• [PROBLEM DETAILS]:
Report every line in the entries below that contains the word "military", copying each line in full.

• [SUPPLIED RECORDS]:
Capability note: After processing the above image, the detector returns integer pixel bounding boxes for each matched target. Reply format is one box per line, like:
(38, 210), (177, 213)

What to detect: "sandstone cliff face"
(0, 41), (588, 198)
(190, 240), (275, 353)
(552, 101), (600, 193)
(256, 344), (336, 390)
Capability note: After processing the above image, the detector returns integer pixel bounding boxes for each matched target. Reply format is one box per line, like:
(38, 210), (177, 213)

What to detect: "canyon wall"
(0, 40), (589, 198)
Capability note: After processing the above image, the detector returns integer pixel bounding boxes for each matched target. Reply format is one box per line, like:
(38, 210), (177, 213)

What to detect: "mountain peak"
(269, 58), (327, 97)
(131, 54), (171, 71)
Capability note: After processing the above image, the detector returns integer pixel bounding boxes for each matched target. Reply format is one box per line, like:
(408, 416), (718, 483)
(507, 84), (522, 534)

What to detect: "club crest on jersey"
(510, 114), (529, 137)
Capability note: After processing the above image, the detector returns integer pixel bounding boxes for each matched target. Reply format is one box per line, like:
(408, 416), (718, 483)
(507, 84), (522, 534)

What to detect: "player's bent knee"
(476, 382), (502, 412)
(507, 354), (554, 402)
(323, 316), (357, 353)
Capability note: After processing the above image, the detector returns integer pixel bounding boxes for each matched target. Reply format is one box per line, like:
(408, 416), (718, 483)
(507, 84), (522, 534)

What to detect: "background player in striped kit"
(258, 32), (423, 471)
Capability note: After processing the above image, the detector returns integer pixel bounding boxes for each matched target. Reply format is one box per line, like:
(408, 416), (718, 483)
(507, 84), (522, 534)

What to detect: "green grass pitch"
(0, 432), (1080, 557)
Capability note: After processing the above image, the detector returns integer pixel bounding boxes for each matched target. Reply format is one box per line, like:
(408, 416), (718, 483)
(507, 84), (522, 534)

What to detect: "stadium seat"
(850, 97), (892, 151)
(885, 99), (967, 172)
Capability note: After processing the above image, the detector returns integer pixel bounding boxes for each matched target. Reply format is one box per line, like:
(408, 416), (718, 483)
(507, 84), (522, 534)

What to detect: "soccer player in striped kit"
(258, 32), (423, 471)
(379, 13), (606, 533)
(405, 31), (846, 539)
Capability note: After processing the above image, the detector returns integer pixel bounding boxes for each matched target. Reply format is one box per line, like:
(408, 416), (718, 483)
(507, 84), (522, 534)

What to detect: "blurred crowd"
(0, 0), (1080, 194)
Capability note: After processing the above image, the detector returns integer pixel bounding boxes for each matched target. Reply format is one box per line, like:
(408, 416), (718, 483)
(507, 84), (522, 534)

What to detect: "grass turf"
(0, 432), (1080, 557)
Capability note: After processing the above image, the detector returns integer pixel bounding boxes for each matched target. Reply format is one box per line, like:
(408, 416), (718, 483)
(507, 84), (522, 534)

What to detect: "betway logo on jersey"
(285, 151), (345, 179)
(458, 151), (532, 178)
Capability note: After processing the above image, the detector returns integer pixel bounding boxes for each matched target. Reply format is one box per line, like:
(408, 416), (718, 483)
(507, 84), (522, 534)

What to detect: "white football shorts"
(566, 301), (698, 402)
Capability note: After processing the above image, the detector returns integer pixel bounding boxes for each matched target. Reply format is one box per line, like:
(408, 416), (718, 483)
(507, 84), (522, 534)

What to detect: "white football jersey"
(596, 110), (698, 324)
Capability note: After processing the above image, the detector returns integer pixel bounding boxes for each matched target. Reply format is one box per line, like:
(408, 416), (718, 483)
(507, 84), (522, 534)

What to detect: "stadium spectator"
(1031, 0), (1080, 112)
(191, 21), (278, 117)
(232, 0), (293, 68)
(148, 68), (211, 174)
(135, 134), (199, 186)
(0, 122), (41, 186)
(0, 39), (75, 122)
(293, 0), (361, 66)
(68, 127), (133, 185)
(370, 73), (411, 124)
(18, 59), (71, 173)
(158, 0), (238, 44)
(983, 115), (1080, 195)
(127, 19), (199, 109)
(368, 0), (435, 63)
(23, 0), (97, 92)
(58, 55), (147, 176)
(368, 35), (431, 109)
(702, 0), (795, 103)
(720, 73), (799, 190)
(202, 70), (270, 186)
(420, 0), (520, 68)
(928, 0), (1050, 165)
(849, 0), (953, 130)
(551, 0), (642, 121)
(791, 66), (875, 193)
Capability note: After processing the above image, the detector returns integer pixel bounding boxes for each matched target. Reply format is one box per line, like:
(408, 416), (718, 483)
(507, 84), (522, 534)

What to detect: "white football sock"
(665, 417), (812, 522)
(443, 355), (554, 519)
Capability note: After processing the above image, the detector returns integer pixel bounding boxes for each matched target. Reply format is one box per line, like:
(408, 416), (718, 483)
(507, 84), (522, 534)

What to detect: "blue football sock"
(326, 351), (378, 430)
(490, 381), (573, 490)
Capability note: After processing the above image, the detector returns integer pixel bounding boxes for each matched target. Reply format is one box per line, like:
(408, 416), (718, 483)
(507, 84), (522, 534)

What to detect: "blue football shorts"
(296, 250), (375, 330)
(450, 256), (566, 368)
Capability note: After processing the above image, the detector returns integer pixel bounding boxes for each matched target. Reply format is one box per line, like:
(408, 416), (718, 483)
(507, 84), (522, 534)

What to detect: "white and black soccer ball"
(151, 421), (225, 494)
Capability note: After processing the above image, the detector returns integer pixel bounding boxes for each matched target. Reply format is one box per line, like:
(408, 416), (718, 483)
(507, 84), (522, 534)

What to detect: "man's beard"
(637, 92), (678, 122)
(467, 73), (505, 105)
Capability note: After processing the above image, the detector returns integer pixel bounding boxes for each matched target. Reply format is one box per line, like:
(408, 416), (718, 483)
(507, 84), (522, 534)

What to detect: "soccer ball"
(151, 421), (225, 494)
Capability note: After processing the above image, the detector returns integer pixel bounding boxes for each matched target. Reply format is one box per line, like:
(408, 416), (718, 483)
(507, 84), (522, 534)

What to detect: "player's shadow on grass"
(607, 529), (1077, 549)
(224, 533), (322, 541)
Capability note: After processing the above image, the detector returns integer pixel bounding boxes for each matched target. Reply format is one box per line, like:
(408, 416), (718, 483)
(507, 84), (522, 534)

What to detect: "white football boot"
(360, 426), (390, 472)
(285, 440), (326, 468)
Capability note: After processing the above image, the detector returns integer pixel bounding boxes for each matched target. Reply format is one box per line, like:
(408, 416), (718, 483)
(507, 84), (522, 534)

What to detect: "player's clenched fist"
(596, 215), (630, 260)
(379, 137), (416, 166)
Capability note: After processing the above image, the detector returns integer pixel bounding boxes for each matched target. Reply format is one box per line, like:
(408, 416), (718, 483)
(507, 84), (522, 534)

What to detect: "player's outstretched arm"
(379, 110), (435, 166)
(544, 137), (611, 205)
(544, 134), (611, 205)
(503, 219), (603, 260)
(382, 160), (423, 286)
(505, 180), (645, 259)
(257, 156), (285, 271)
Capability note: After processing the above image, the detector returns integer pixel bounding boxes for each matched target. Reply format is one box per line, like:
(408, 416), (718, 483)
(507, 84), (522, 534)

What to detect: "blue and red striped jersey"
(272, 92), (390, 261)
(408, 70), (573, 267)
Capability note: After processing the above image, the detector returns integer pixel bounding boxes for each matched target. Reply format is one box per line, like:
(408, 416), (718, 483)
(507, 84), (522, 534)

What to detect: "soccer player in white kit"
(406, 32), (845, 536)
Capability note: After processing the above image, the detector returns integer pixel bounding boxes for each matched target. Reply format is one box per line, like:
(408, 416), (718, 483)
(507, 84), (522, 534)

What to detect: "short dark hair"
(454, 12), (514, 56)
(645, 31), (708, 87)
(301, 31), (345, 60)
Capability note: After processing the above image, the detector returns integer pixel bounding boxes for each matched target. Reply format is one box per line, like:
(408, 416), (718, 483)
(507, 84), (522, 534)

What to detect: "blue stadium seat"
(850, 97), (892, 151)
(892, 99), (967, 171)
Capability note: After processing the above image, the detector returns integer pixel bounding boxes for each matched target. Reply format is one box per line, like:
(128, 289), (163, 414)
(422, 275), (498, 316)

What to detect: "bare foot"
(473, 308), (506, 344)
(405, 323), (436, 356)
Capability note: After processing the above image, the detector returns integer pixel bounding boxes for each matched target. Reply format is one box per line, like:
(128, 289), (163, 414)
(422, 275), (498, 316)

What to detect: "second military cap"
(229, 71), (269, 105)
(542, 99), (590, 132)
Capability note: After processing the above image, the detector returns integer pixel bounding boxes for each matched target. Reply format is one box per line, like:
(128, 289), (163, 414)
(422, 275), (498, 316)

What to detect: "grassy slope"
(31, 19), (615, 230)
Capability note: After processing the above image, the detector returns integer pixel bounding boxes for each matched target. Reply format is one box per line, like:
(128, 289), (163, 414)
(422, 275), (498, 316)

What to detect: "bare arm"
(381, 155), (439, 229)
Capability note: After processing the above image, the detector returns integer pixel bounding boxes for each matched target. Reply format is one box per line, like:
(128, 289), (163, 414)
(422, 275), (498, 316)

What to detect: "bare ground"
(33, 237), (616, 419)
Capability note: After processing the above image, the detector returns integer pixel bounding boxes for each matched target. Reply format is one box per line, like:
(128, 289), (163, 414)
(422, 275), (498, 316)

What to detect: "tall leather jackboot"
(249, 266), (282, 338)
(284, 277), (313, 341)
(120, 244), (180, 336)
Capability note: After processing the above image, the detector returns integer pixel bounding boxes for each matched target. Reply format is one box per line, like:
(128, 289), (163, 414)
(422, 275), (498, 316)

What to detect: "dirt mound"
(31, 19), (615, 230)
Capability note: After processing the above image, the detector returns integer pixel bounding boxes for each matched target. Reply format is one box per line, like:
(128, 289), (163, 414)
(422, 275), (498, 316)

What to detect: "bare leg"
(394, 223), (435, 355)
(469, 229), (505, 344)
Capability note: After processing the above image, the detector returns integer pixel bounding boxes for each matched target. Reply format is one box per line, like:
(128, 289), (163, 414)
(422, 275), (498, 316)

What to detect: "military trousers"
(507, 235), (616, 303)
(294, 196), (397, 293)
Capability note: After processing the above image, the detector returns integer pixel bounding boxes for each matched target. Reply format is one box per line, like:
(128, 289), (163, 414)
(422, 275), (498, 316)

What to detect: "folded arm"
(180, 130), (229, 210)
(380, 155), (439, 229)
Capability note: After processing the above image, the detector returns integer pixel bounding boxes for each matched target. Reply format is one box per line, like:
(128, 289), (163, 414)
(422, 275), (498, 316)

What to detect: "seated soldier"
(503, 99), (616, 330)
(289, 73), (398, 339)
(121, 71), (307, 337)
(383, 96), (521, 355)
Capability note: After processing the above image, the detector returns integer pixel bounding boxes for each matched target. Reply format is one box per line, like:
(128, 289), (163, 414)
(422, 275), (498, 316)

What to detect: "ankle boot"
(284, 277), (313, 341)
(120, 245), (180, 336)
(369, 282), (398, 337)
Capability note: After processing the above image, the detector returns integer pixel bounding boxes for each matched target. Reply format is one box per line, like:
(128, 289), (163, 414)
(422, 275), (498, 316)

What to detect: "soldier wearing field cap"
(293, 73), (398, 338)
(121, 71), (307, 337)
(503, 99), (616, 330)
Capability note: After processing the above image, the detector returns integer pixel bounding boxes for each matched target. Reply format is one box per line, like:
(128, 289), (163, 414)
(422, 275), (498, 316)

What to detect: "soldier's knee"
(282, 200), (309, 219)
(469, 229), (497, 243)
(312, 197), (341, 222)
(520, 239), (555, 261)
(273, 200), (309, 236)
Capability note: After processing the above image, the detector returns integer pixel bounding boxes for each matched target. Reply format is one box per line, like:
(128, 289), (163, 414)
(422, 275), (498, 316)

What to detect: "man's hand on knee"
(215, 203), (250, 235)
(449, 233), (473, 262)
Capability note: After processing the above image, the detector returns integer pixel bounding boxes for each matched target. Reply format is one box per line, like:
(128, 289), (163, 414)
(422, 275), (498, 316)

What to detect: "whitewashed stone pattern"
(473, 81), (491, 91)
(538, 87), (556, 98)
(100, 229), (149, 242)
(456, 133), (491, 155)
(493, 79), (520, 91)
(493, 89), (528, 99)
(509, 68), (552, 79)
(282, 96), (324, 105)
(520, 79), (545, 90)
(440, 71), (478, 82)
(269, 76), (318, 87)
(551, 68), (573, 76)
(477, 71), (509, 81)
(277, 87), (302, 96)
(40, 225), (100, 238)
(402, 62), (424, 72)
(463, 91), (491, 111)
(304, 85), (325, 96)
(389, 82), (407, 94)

• [THE SOLUTION]:
What to detect: "second military cap"
What to detect: "military trousers"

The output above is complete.